La
ministre de l’Intérieur, sur suggestion de l’Élysée et de quelques
parlementaires, prépare en secret un arrêté fondé sur un projet de loi
signé du Premier ministre et du ministre de la Défense, prêt depuis le
mois d’octobre 2008. Il s’agit de la loi 1216 de programmation
militaire pour 2009-2014 : un texte plutôt banal s’il ne prévoyait,
dans son article 5, de réorganiser et de redéfinir tout ce qui touche à la sécurité intérieure. Ce qui, une fois la loi votée,
autorisera la publication d’un ou plusieurs décrets
permettant de poursuivre notamment les militants écologistes et
associatifs lorsque, par leurs actions, écrits ou propos, ils mettront
en cause« les intérêts de l’État ». Dans ces « intérêts » seraient
notamment inclus ce qui concerne les centrales, les transports
nucléaires et le stockage des déchets, mais aussi ce qui touche aux
installations industrielles et aux stockages classés « Seveso », qu’il
s’agisse d’usines manipulant des substances dangereuses ou d’aires
abritant des cuves de produits chimiques. Ce texte aurait aussi comme
conséquence d’aggraver les peines encourues par les faucheurs d’OGM,
car il permettrait de poursuivre les individus et les associations
mettant en cause les intérêts économiques stratégiques de la France.
Dans l’exposé des motifs de la loi, on trouve en effet ce paragraphe : « Les
attributions, déjà codifiées, des ministres de la Défense, de
l’Intérieur, des Affaires étrangères, de l’Économie et du Budget sont
redéfinies en fonction des différentes politiques qui entrent dans leur
champ de compétence et concourent à la stratégie de sécurité nationale.
Au-delà de ces modifications, et dans le prolongement des orientations
du Livre blanc, des attributions particulières en matière de sécurité
nationale du ministre de la justice et des ministres chargés de la
Santé, de l’Environnement, des Transports, de l’Énergie et de
l’Industrie sont codifiées. »

Énoncé | Reprenez le texte ci-dessus sur le projet de loi de programmation militaire 2009-2014 et poursuivez-le à partir de sa dernière phrase.

Données fournies |
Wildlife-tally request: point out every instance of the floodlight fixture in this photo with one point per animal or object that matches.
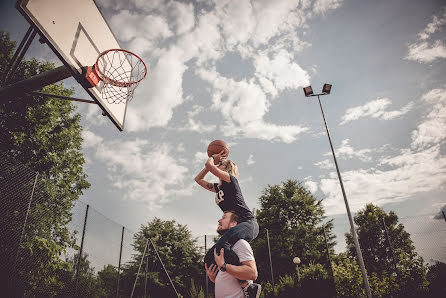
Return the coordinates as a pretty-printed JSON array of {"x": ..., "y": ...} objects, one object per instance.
[
  {"x": 326, "y": 89},
  {"x": 308, "y": 91}
]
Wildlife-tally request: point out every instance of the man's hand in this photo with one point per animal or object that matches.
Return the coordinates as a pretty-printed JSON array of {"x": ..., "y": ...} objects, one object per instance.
[
  {"x": 211, "y": 271},
  {"x": 219, "y": 259}
]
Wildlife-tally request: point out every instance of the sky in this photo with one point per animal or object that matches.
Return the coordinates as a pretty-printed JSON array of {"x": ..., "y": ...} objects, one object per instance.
[{"x": 234, "y": 70}]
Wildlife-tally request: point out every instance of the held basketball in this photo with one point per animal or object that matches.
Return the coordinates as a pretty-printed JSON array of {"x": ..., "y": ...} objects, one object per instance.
[{"x": 217, "y": 146}]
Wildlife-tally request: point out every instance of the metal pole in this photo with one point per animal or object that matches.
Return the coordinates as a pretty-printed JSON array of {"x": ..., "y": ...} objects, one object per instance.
[
  {"x": 390, "y": 245},
  {"x": 35, "y": 82},
  {"x": 63, "y": 97},
  {"x": 145, "y": 277},
  {"x": 81, "y": 250},
  {"x": 24, "y": 226},
  {"x": 207, "y": 280},
  {"x": 26, "y": 216},
  {"x": 270, "y": 262},
  {"x": 119, "y": 265},
  {"x": 18, "y": 56},
  {"x": 329, "y": 259},
  {"x": 352, "y": 227},
  {"x": 17, "y": 51},
  {"x": 162, "y": 264},
  {"x": 137, "y": 274}
]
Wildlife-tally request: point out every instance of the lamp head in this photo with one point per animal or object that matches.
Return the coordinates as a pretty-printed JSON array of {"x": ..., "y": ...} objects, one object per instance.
[
  {"x": 326, "y": 89},
  {"x": 308, "y": 91}
]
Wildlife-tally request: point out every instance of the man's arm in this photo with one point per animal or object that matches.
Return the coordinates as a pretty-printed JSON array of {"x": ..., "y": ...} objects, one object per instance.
[
  {"x": 247, "y": 271},
  {"x": 211, "y": 272}
]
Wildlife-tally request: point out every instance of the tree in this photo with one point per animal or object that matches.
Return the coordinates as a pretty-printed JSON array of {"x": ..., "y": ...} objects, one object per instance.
[
  {"x": 293, "y": 217},
  {"x": 178, "y": 251},
  {"x": 437, "y": 276},
  {"x": 108, "y": 278},
  {"x": 391, "y": 258},
  {"x": 41, "y": 135}
]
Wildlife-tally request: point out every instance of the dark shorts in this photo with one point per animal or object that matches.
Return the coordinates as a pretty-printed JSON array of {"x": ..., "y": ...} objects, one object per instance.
[{"x": 247, "y": 230}]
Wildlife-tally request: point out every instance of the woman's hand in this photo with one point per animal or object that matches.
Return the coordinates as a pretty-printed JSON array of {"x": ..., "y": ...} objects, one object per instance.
[
  {"x": 219, "y": 157},
  {"x": 211, "y": 271}
]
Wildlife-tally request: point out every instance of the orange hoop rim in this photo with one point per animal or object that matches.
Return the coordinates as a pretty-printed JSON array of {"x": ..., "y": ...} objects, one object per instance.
[{"x": 114, "y": 82}]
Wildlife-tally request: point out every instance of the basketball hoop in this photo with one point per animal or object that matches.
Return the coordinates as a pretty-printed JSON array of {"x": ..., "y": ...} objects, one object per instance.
[{"x": 120, "y": 72}]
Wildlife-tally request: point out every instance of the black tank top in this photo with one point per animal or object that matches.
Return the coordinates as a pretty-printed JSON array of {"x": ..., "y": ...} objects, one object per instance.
[{"x": 229, "y": 197}]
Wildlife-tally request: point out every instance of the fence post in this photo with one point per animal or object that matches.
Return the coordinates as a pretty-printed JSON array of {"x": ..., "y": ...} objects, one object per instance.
[
  {"x": 329, "y": 260},
  {"x": 206, "y": 276},
  {"x": 269, "y": 252},
  {"x": 23, "y": 232},
  {"x": 119, "y": 265},
  {"x": 81, "y": 250},
  {"x": 140, "y": 264},
  {"x": 26, "y": 219}
]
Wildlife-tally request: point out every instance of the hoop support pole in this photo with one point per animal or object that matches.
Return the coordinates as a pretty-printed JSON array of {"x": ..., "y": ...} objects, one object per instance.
[
  {"x": 19, "y": 53},
  {"x": 36, "y": 82},
  {"x": 63, "y": 97}
]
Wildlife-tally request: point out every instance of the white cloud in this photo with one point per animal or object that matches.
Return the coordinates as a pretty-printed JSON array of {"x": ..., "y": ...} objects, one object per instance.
[
  {"x": 281, "y": 70},
  {"x": 94, "y": 115},
  {"x": 237, "y": 21},
  {"x": 143, "y": 171},
  {"x": 243, "y": 106},
  {"x": 347, "y": 151},
  {"x": 250, "y": 160},
  {"x": 182, "y": 15},
  {"x": 322, "y": 6},
  {"x": 200, "y": 158},
  {"x": 178, "y": 39},
  {"x": 325, "y": 164},
  {"x": 425, "y": 51},
  {"x": 411, "y": 171},
  {"x": 90, "y": 139},
  {"x": 433, "y": 26},
  {"x": 149, "y": 26},
  {"x": 375, "y": 109},
  {"x": 163, "y": 90},
  {"x": 433, "y": 129},
  {"x": 311, "y": 186},
  {"x": 197, "y": 125},
  {"x": 273, "y": 18}
]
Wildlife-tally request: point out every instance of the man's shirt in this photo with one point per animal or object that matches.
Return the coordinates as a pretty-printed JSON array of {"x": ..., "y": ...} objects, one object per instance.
[{"x": 226, "y": 285}]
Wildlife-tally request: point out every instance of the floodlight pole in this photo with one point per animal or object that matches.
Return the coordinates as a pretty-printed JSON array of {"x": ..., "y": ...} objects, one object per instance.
[{"x": 352, "y": 227}]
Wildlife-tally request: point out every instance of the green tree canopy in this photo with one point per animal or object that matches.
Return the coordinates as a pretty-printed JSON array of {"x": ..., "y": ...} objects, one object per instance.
[
  {"x": 179, "y": 253},
  {"x": 293, "y": 217},
  {"x": 39, "y": 135},
  {"x": 393, "y": 258}
]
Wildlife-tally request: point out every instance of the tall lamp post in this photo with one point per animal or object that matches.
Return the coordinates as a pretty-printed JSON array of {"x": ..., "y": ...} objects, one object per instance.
[
  {"x": 296, "y": 260},
  {"x": 325, "y": 91}
]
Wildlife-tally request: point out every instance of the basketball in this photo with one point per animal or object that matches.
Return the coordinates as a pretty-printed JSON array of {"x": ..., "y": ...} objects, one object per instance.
[{"x": 216, "y": 147}]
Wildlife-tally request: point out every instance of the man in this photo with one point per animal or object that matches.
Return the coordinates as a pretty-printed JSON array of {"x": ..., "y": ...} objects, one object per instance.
[{"x": 227, "y": 276}]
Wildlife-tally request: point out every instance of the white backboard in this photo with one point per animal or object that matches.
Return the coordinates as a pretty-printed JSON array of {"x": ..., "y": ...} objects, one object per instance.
[{"x": 77, "y": 33}]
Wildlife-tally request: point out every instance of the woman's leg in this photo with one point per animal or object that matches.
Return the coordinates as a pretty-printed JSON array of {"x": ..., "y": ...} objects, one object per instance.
[
  {"x": 247, "y": 230},
  {"x": 230, "y": 257},
  {"x": 244, "y": 230}
]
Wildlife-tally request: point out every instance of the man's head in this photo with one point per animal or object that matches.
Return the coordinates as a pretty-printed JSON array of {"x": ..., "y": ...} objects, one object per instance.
[{"x": 229, "y": 220}]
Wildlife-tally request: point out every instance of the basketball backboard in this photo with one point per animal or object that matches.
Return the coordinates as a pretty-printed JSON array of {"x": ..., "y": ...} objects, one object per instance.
[{"x": 77, "y": 32}]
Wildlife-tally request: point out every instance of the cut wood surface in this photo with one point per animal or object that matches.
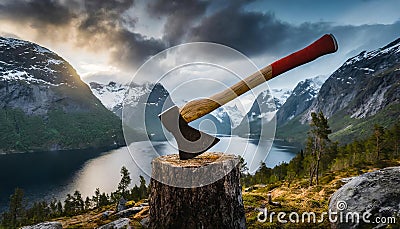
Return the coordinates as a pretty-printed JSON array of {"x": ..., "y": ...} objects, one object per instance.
[{"x": 214, "y": 205}]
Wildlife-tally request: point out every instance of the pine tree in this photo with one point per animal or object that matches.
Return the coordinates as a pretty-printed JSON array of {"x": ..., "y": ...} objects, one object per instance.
[
  {"x": 317, "y": 143},
  {"x": 16, "y": 211},
  {"x": 142, "y": 188},
  {"x": 378, "y": 134},
  {"x": 124, "y": 183}
]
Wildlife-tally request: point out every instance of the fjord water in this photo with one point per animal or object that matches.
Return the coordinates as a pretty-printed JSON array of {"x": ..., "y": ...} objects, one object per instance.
[{"x": 48, "y": 175}]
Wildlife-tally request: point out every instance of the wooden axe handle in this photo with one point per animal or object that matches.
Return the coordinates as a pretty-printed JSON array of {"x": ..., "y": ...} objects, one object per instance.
[{"x": 198, "y": 108}]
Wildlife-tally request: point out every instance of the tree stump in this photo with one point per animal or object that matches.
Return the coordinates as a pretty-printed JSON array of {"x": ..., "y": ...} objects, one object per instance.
[{"x": 203, "y": 192}]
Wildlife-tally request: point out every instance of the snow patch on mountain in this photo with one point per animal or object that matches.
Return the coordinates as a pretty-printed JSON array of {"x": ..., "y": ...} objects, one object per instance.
[
  {"x": 33, "y": 64},
  {"x": 280, "y": 96},
  {"x": 111, "y": 95}
]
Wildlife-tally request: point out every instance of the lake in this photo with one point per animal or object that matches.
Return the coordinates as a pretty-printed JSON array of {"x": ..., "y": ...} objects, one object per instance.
[{"x": 48, "y": 175}]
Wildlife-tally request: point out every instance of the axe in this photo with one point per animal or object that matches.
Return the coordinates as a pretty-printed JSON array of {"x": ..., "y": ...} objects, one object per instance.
[{"x": 192, "y": 142}]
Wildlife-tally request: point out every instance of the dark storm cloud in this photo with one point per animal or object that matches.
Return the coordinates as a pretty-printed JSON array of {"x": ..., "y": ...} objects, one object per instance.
[
  {"x": 104, "y": 22},
  {"x": 253, "y": 33},
  {"x": 180, "y": 16},
  {"x": 100, "y": 25},
  {"x": 38, "y": 13}
]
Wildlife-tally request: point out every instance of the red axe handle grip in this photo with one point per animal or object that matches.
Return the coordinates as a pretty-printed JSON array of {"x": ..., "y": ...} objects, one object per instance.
[
  {"x": 198, "y": 108},
  {"x": 325, "y": 45}
]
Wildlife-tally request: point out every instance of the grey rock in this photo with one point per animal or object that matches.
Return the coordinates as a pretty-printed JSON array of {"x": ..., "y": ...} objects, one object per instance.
[
  {"x": 363, "y": 85},
  {"x": 45, "y": 225},
  {"x": 117, "y": 224},
  {"x": 375, "y": 194},
  {"x": 130, "y": 211},
  {"x": 145, "y": 222},
  {"x": 121, "y": 204}
]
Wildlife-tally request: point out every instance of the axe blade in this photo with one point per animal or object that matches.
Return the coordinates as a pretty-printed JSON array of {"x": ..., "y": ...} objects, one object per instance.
[{"x": 191, "y": 142}]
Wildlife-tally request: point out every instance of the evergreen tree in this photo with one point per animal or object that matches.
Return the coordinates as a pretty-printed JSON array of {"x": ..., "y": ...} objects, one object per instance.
[
  {"x": 317, "y": 144},
  {"x": 142, "y": 188},
  {"x": 378, "y": 135},
  {"x": 16, "y": 211},
  {"x": 124, "y": 183}
]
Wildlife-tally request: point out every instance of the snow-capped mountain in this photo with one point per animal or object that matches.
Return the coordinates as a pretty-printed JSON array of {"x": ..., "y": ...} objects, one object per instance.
[
  {"x": 280, "y": 96},
  {"x": 364, "y": 91},
  {"x": 137, "y": 98},
  {"x": 25, "y": 61},
  {"x": 262, "y": 111},
  {"x": 300, "y": 99},
  {"x": 51, "y": 103},
  {"x": 363, "y": 85},
  {"x": 111, "y": 95}
]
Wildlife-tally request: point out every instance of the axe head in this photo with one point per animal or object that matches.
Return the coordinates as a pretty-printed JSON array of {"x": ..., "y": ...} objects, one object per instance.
[{"x": 191, "y": 142}]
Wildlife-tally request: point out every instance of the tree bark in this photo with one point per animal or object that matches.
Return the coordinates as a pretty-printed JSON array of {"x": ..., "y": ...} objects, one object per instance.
[{"x": 214, "y": 205}]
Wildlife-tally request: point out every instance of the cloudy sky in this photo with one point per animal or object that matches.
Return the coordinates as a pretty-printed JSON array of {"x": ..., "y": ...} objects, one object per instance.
[{"x": 110, "y": 39}]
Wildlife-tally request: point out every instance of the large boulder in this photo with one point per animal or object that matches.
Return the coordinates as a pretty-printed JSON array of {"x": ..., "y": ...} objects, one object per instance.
[
  {"x": 374, "y": 197},
  {"x": 117, "y": 224},
  {"x": 45, "y": 225}
]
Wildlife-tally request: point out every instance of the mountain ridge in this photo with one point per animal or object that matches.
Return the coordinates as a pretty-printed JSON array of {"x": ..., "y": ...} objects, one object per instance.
[{"x": 44, "y": 105}]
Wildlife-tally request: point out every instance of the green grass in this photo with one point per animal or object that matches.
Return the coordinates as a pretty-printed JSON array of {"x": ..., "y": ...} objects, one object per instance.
[
  {"x": 20, "y": 132},
  {"x": 344, "y": 128}
]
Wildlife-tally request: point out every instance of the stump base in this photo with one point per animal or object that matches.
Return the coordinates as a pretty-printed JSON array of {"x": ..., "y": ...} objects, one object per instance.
[{"x": 215, "y": 205}]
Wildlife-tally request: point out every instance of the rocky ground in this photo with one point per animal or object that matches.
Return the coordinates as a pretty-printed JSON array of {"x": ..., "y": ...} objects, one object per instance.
[{"x": 296, "y": 197}]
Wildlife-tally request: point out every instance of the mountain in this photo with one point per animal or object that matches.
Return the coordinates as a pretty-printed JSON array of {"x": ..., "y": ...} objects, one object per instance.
[
  {"x": 44, "y": 105},
  {"x": 111, "y": 95},
  {"x": 280, "y": 96},
  {"x": 137, "y": 98},
  {"x": 300, "y": 99},
  {"x": 364, "y": 91},
  {"x": 261, "y": 112},
  {"x": 220, "y": 121}
]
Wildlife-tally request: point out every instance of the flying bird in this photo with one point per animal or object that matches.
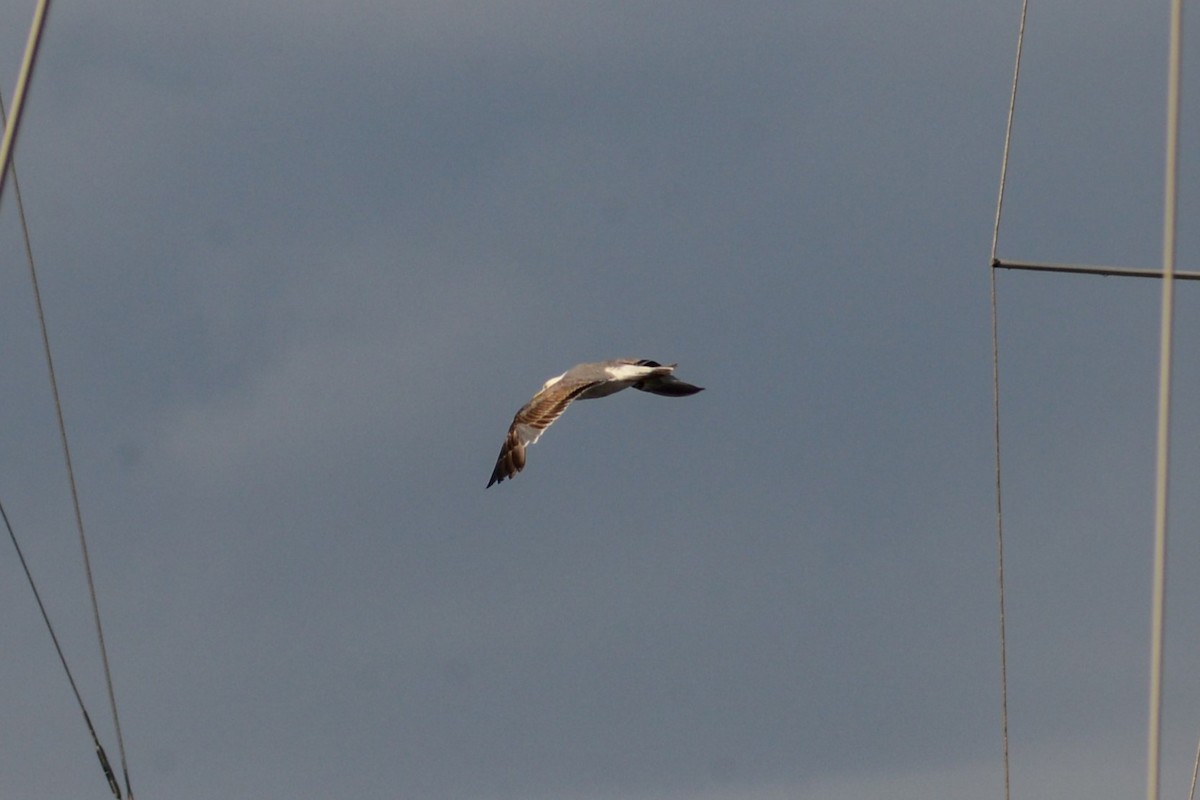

Réponse proposée |
Au
nom de la sécurité nationale, le décret en préparation permettrait donc
de placer sous la protection de cette dernière toutes les actions et
informations liées, par exemple, à l’environnement et aux
infrastructures contestées par les associations de protecteurs de la
nature et les organisations écologistes. De la même façon, tout ce qui
concerne le changement climatique pourra entrer dans les informations
classifiées interdites de divulgation. Classification qui, d’une part,
sera bien entendu à la discrétion souveraine du gouvernement en place
et qui, d’autre part, sera opposable à la fois aux militants, aux
associations et aux juges d’instruction. S’ils existent encore. Les
écolos ne sont bien sûr pas les seuls visés : ce texte à tout faire permettrait de poursuivre tous les agissements « déviants ».
II
deviendrait donc plus difficile d’exercer une contestation écologique.
Ce dispositif pourrait être complété dès l’automne par une circulaire
ou un décret - ce n’est pas encore décidé - qui compliquerait la tâche
des citoyens et des associations de protection de la nature voulant
attaquer des décisions de l’État et des collectivités territoriales
devant les tribunaux administratifs. Les élus se disent lassés des
remises en cause de permis de construire ou des tracés de routes. Depuis
plusieurs années, les associations de maires demandent au gouvernement
une restriction de la contestation « administrative » pour abus de
pouvoir et non-respect des règles d’enquête publiques. En oubliant de
rappeler que le recours aux tribunaux administratifs est souvent la
seule arme des écologistes et des associations de protection de la
nature.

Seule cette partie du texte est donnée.